• **Task brief**:
Reproduce each line of the material below verbatim, keeping the original order and wording.

-*-*-

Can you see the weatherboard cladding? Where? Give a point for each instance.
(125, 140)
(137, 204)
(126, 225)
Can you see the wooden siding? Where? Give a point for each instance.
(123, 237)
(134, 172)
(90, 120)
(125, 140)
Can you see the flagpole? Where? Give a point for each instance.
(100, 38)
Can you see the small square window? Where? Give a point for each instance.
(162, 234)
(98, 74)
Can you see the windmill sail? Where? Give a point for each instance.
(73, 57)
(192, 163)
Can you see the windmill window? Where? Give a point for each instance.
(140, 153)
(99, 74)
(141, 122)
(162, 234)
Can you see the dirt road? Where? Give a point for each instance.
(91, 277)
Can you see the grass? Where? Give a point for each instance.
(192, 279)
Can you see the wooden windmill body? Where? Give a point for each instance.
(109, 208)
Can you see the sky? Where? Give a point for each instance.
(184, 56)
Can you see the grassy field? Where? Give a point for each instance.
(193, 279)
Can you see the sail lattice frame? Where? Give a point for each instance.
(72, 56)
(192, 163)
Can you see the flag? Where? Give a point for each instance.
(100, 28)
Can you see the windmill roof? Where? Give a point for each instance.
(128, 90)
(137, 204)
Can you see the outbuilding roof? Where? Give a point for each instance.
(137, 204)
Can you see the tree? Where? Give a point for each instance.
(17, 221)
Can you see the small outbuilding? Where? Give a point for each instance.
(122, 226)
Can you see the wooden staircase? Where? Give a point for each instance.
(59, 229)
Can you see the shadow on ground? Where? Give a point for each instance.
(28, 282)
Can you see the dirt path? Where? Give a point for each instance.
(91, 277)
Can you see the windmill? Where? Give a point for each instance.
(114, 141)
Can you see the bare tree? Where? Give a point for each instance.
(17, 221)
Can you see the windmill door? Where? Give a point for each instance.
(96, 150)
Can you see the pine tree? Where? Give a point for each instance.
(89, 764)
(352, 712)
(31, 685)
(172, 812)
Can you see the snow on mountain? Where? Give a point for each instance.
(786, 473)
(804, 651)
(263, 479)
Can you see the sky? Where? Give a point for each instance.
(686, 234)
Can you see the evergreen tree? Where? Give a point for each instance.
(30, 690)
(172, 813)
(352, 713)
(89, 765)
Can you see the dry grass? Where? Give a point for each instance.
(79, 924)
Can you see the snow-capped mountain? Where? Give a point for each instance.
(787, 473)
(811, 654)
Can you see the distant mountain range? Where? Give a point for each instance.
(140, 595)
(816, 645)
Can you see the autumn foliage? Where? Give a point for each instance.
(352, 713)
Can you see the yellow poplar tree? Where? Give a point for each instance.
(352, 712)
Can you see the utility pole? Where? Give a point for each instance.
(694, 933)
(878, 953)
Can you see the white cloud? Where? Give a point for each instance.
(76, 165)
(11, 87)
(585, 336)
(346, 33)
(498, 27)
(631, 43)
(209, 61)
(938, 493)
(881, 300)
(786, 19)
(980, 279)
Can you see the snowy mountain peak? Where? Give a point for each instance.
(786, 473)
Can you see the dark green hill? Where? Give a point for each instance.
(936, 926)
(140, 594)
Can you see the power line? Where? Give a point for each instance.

-*-*-

• **Solution**:
Can you see the weatherboard cladding? Where? Give a point for each instance.
(125, 140)
(137, 204)
(126, 225)
Can you see the wooden siding? Where? Give a point for each instance.
(123, 237)
(134, 172)
(90, 120)
(125, 140)
Can you see the flagpole? Where? Give a point for each instance.
(100, 38)
Can you see the small square window? Where? Give a point for each instance.
(162, 234)
(98, 74)
Can you see the windmill sail? Where? Give a point for each instance.
(73, 57)
(192, 163)
Can you see the windmill window? Where? Give a point for each instance.
(140, 153)
(99, 74)
(141, 122)
(162, 234)
Can you see the dirt road? Where? Give a point for each instance.
(91, 277)
Can you see the grass? Where? Give a point for each instance.
(192, 279)
Can you see the wooden windmill body? Where? Give a point for each instance.
(109, 208)
Can you see the sky? Where? Give a point for each instance.
(184, 56)
Can you see the grassy field? Where? Give a point for each instance.
(193, 279)
Can you see the sail lattice frame? Where? Give a point for each instance.
(72, 56)
(192, 163)
Can you see the flag? Where? Give a point for each instance.
(100, 28)
Can you see the windmill roof? Where? Give a point for each instance.
(128, 90)
(137, 204)
Can you see the outbuilding roof? Where? Give a point for each instance.
(137, 204)
Can you see the tree? Where? Give a point for each instance.
(17, 221)
Can you see the small outbuilding? Where? Give a point for each instance.
(122, 226)
Can you see the wooden staircase? Where? Give a point for each instance.
(59, 229)
Can you see the shadow on ground? Where? Give a point for each instance.
(28, 282)
Can you see the dirt path? Where? Give a point for each instance.
(91, 277)
Can you see the windmill? Where? Give a point for each instance.
(114, 141)
Can you see the bare tree? Where? Give a point for each instance.
(17, 221)
Can you see the windmill door? Where? Give a point for each instance.
(96, 150)
Can you see the pine tree? Where? Give a point for each instance.
(89, 764)
(352, 712)
(31, 685)
(172, 812)
Can you see the snow on mountain? Where? Give a point for each instance.
(786, 473)
(804, 651)
(263, 479)
Can you see the sky? Where? Give a point for each instance.
(686, 234)
Can you see the evergreen tree? Where? Give a point for each instance.
(30, 690)
(172, 813)
(352, 713)
(89, 765)
Can you see the dry grass? Where? Give a point for each instance.
(79, 924)
Can you see the snow-capped mountain? Where? Give a point for each instance.
(787, 473)
(811, 654)
Can you see the distant mountain range? Where? Give a point for each instance.
(140, 595)
(816, 645)
Can you see the autumn foliage? Where? Give a point for each instance.
(352, 713)
Can you see the yellow poplar tree? Where? Give a point for each instance.
(352, 712)
Can you see the utility pole? Where? Give a point for each instance.
(694, 933)
(878, 953)
Can you see the white cloud? Where? Give a point for each instance.
(76, 165)
(11, 87)
(585, 336)
(346, 33)
(498, 27)
(631, 43)
(209, 61)
(938, 493)
(881, 300)
(786, 19)
(980, 279)
Can you see the snowy mountain peak? Where? Give a point for each instance.
(786, 473)
Can you see the dark green hill? Where? Give a point for each instance.
(936, 926)
(140, 594)
Can you see the power line? Where? Give a point for each instance.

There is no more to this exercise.